Actions to take
[A] Reproduce the part of the SHA1 collisions reply that opens with the words containing "But then he" and closes with "burned his identity.".
[B] Continue the SHA1 collisions reply from the point where it stops.

═══ Extracted text ═══

Re: SHA1 collisions found

Linus Torvalds <torvalds@xxxxxxxxxxxxxxxxxxxx> · Thu, 23 Feb 2017 10:29:09 -0800

On Thu, Feb 23, 2017 at 10:10 AM, Joey Hess <id@xxxxxxxxxx> wrote:
>
> It would cost 6500 CPU years + 100 GPU years to generate valid colliding
> git objects using the methods of the paper's authors. That might be cost
> effective if it helped get a backdoor into eg, the kernel.

I still think it also needs to be interesting enough data, not just
random noise that is then trivial to find with automated tools.

Because for the kernel, it's not just that an attacker needs to do the
CPU time. Yes, first he needs the technical resources to just do just
the attack and create the situation you described.

But then he *also* needs to build up the social capital to get the end
result pulled into the tree (ie if he depends on the hidden spaces, he
needs somebody to actually do a git pull, not just apply a patch).

.. and if we then have a tool that then finds the problem trivially
(ie "git fsck"), he's not only wasted all those technical resources,
he's also burned his identity.

>>  (b) we can probably easily add some extra sanity checks to the opaque
>> data we do have, to make it much harder to do the hiding of random
>> data that these attacks pretty much always depend on.
>
> For example, git fsck does warn about a commit message with opaque
> data hidden after a NUL. But, git show/merge/pull give no indication
> that something funky is going on when working with such commits.

I do agree that we might want to do some of the fsck checks
particularly at fetch time. That's when doing checks is both relevant
and cheap.

═══ Stored records ═══

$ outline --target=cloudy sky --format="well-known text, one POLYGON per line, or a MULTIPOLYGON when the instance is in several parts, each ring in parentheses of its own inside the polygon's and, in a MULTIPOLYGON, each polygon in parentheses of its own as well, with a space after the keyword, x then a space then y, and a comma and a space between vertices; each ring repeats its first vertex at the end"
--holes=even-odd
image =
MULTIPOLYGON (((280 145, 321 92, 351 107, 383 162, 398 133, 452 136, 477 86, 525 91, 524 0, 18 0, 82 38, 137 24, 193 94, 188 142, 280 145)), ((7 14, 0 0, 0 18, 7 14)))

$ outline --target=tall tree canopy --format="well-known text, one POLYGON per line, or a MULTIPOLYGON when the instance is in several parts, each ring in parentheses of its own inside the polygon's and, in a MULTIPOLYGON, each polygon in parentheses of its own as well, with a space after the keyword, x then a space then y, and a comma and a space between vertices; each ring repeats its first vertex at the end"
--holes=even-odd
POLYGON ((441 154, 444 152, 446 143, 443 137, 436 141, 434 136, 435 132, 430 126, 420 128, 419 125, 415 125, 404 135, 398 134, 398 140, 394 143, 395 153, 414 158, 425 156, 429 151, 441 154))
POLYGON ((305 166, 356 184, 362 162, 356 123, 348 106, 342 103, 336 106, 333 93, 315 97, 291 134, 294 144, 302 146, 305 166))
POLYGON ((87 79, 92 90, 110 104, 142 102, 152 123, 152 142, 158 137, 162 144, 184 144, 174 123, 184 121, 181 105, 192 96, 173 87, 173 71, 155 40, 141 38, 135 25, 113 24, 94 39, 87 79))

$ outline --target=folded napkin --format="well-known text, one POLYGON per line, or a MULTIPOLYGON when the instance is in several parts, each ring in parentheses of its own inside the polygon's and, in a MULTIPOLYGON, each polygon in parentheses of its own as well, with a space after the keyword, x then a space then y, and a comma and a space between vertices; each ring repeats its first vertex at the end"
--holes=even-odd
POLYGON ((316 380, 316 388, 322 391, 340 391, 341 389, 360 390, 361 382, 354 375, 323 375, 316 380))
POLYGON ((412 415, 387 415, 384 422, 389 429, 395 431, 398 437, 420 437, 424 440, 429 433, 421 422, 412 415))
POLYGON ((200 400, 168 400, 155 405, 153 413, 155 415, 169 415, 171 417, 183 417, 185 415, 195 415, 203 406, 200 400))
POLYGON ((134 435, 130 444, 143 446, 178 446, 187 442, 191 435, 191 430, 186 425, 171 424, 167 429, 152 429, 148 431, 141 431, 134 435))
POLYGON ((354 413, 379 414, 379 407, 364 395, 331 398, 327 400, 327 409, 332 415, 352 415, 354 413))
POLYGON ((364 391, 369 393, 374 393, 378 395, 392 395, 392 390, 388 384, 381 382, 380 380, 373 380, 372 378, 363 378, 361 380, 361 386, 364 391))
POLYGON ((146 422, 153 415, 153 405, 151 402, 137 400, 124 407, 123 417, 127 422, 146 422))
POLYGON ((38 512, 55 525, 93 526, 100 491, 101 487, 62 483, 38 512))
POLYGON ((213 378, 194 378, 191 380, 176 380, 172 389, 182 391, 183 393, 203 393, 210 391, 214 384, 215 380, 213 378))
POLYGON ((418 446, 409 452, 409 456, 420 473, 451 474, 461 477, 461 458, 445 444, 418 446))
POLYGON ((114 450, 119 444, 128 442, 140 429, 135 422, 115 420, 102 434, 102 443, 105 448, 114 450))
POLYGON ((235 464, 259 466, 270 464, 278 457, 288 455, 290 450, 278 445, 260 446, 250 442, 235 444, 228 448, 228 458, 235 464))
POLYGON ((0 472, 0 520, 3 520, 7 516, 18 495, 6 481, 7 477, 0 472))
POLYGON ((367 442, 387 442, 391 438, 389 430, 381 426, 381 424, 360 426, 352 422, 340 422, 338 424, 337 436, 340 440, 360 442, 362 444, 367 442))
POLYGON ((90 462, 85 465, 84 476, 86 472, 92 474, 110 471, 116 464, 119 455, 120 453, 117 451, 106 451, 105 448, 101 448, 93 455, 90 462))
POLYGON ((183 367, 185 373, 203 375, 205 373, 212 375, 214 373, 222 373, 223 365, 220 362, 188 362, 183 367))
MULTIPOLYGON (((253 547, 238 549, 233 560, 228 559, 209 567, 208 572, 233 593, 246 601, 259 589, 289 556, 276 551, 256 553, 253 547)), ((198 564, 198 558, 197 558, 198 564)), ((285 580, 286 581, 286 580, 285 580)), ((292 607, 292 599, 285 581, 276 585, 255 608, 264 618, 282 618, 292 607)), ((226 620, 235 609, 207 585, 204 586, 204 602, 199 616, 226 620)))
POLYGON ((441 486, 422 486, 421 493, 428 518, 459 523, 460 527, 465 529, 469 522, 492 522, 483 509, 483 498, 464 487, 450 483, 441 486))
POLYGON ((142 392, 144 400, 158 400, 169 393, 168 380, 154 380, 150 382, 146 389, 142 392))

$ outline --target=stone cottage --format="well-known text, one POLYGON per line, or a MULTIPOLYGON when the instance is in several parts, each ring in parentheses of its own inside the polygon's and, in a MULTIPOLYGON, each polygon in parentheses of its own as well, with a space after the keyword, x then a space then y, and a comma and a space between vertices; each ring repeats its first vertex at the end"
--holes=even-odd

═══

Per-task outputs
[A]
But then he *also* needs to build up the social capital to get the end
result pulled into the tree (ie if he depends on the hidden spaces, he
needs somebody to actually do a git pull, not just apply a patch).

.. and if we then have a tool that then finds the problem trivially
(ie "git fsck"), he's not only wasted all those technical resources,
he's also burned his identity.

[B]
So we could do the opaque data checks, but we could/should probably
also add the attack pattern ("disturbance vectors") checks.

And the thing is, adding those checks is really cheap, and basically
makes the whole attack vector pointless against git.

Because unlike some "signing a pdf" attack, git doesn't fundamentally
depend on the SHA1 as some kind of absolute security.  If we have the
minimal machinery in git to just notice the attack, the attack
essentially goes away. Attackers can waste infinite amounts of CPU
time, and if it's cheap for us to notice, it completely disarms all
that attack work.

Again, I'm not arguing that people shouldn't work on extending git to
a new (and bigger) hash. I think that's a no-brainer, and we do want
to have a path to eventually move towards SHA3-256 or whatever.

But I'm very definitely arguing that the current attack doesn't
actually sound like it really even _matters_, because it should be so
easy to mitigate against.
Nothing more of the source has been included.